- **Labeled area outline entries**
++++++++++++++++++++
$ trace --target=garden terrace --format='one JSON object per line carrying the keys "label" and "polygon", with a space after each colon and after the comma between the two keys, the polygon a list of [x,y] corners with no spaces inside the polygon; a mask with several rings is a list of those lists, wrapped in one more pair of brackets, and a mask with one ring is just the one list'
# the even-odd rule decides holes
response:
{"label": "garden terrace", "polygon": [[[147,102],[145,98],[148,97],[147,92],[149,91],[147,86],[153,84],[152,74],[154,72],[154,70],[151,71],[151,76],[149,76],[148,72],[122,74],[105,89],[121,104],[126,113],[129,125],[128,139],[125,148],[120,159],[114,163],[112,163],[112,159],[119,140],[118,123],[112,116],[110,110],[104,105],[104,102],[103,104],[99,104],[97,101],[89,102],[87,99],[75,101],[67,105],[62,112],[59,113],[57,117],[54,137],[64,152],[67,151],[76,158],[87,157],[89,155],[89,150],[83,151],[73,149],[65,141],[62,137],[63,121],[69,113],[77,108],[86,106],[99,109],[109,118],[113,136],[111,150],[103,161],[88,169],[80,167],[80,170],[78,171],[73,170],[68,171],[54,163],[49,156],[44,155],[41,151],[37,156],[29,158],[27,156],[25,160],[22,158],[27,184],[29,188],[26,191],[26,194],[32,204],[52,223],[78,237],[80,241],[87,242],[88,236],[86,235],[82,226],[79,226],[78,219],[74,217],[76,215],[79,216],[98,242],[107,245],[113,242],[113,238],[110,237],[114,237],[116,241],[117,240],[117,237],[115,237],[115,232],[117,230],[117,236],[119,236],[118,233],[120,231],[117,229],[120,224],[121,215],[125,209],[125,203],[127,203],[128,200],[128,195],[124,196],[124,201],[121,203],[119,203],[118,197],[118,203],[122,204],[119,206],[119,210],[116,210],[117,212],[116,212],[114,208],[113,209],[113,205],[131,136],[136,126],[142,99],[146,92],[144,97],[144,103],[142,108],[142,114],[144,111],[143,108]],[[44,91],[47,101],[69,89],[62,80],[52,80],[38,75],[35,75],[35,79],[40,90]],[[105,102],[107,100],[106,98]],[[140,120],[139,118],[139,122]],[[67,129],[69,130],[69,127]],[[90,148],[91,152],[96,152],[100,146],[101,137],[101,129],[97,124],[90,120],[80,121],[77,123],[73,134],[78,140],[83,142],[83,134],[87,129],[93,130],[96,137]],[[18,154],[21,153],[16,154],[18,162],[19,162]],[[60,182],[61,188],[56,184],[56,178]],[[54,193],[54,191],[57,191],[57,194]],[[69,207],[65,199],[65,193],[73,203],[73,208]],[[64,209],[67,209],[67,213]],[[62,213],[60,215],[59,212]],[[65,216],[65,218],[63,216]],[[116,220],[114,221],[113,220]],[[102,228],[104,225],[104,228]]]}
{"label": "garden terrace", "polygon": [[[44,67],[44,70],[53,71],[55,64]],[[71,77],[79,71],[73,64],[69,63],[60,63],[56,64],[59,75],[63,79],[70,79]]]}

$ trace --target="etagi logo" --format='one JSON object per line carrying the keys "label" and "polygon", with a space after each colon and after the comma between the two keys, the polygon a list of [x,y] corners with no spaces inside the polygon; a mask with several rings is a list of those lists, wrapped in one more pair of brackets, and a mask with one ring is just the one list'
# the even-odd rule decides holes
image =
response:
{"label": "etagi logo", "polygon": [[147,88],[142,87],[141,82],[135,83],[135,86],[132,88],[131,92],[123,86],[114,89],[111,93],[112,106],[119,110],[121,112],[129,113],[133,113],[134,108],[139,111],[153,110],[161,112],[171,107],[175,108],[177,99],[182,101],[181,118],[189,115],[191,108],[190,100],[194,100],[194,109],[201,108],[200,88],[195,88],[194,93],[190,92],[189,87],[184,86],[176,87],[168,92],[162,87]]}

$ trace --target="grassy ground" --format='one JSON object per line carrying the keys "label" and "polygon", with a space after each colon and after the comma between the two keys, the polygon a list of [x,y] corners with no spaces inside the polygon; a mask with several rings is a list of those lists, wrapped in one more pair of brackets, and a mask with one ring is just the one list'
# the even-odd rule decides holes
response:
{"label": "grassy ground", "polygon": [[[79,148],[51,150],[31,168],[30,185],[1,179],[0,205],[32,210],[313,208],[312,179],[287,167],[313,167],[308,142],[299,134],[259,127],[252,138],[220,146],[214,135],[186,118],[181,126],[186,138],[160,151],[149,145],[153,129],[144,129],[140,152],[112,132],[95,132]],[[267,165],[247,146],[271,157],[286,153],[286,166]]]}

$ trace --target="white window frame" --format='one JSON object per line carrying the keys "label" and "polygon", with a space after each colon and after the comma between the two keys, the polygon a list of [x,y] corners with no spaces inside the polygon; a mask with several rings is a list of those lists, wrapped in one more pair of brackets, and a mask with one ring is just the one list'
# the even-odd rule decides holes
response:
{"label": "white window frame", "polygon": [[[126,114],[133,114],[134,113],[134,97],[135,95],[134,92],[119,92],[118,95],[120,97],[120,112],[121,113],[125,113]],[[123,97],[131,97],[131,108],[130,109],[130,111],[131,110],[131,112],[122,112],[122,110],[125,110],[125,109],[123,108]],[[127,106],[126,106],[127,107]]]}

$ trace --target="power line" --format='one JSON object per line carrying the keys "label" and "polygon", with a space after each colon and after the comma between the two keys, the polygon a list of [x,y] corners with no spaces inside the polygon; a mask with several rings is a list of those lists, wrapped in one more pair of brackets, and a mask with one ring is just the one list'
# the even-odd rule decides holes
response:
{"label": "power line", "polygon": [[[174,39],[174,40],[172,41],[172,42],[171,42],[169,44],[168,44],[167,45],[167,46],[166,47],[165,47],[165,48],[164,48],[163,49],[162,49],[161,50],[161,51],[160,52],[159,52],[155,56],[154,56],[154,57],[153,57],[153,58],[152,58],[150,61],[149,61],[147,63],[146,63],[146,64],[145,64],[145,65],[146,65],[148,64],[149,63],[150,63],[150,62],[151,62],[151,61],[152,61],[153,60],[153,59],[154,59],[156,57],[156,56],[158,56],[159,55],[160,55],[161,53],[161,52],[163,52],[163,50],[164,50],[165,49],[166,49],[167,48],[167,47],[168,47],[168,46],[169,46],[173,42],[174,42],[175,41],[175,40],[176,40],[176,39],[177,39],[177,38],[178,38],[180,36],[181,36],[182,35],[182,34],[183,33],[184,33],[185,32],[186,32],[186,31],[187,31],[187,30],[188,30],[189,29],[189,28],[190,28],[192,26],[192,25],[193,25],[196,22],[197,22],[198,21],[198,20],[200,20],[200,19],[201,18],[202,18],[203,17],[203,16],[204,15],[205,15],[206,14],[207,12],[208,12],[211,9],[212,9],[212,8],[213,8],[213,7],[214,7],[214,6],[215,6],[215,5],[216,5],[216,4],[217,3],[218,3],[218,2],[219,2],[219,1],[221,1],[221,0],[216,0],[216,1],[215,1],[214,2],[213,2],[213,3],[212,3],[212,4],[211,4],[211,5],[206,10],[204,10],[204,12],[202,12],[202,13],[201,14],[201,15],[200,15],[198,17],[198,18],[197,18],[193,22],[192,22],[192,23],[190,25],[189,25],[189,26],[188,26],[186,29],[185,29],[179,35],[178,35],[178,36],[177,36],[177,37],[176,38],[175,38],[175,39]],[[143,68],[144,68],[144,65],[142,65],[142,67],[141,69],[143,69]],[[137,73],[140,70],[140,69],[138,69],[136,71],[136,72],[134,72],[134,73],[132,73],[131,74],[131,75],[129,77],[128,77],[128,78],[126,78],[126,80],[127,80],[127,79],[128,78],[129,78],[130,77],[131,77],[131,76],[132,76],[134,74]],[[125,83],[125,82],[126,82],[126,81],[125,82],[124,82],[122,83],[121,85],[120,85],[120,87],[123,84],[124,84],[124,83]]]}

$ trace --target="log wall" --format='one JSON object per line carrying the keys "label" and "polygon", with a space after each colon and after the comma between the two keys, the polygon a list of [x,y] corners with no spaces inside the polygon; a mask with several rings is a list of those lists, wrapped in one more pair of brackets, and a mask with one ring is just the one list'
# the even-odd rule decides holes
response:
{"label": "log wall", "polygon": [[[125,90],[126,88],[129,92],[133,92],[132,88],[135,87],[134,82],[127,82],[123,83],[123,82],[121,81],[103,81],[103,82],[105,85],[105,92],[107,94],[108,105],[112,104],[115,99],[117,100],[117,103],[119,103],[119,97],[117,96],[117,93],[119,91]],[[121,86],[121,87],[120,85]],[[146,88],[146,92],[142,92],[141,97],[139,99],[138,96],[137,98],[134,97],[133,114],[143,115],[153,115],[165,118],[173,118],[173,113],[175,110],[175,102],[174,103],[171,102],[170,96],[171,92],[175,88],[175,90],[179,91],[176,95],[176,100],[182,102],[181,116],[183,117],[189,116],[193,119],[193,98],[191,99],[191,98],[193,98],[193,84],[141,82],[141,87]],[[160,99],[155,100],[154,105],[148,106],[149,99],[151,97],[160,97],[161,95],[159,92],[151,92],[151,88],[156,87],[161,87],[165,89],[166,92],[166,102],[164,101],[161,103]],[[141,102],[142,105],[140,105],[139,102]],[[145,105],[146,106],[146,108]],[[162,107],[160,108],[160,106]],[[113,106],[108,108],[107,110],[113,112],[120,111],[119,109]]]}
++++++++++++++++++++
- **INSTRUCTION**
Pull out every line in the records above that contains the word "grassy", and list those lines as they appear.

- **SOLUTION FOR THIS EXERCISE**
$ trace --target="grassy ground" --format='one JSON object per line carrying the keys "label" and "polygon", with a space after each colon and after the comma between the two keys, the polygon a list of [x,y] corners with no spaces inside the polygon; a mask with several rings is a list of those lists, wrapped in one more pair of brackets, and a mask with one ring is just the one list'
{"label": "grassy ground", "polygon": [[[79,148],[51,150],[31,168],[30,185],[1,179],[0,205],[32,210],[313,208],[312,179],[287,167],[313,167],[308,142],[299,134],[259,127],[252,138],[220,146],[214,135],[186,118],[181,126],[186,138],[160,151],[149,145],[153,129],[144,129],[140,152],[112,132],[95,132]],[[267,165],[247,146],[271,157],[286,153],[286,166]]]}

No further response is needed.